------ Available data

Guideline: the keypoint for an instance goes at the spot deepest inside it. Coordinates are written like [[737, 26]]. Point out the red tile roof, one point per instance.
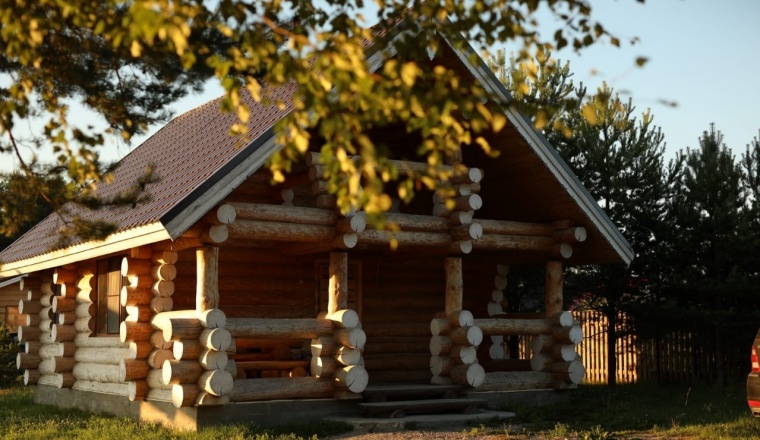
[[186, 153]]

------------
------ Available data

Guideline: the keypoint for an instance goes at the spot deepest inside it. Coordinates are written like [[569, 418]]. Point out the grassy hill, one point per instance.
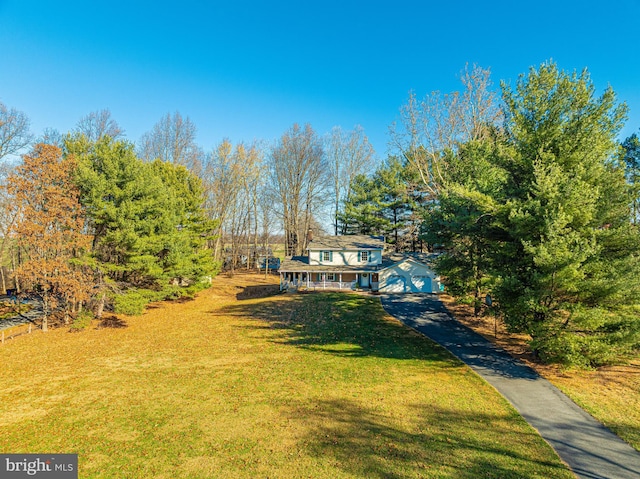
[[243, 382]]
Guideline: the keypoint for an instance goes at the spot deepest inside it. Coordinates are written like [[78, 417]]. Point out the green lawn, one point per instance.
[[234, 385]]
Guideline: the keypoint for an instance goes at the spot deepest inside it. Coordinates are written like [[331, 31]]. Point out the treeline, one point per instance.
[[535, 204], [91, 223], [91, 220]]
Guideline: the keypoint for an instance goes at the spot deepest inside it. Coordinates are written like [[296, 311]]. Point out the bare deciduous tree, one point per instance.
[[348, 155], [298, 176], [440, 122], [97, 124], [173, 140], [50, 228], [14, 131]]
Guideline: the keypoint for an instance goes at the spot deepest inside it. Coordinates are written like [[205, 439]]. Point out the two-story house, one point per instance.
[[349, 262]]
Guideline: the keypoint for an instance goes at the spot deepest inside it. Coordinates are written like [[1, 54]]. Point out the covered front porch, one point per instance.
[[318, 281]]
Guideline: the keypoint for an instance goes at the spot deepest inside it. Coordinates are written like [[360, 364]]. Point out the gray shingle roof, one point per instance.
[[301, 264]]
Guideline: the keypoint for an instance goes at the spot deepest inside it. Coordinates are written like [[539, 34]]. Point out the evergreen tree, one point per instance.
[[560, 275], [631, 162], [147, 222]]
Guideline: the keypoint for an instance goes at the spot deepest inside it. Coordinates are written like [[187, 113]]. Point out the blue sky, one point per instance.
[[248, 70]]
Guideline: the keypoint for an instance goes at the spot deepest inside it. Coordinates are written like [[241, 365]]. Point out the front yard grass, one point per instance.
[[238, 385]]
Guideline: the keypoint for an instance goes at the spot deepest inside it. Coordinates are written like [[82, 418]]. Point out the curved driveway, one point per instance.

------------

Reproduce, word for word and in full, only the lines above that start at the line with "sky, one point per instance." and run through the line with "driveway, one point per instance.", both ends included.

Guideline: the keypoint for an instance goes at the spot deepest inside it. Coordinates are written like [[187, 113]]. Point out the blue sky, one point per instance.
[[248, 70]]
Guideline: the keypoint for an instance goes at the spot deepest inside it. Coordinates are written like [[241, 365]]. Point out the front yard grass, one point per instance.
[[238, 385]]
Guideline: the keypoint for an instance goes at the spot deepest inside it. Coordinates are written like [[82, 418]]. Point out the curved driveway, one point per instance.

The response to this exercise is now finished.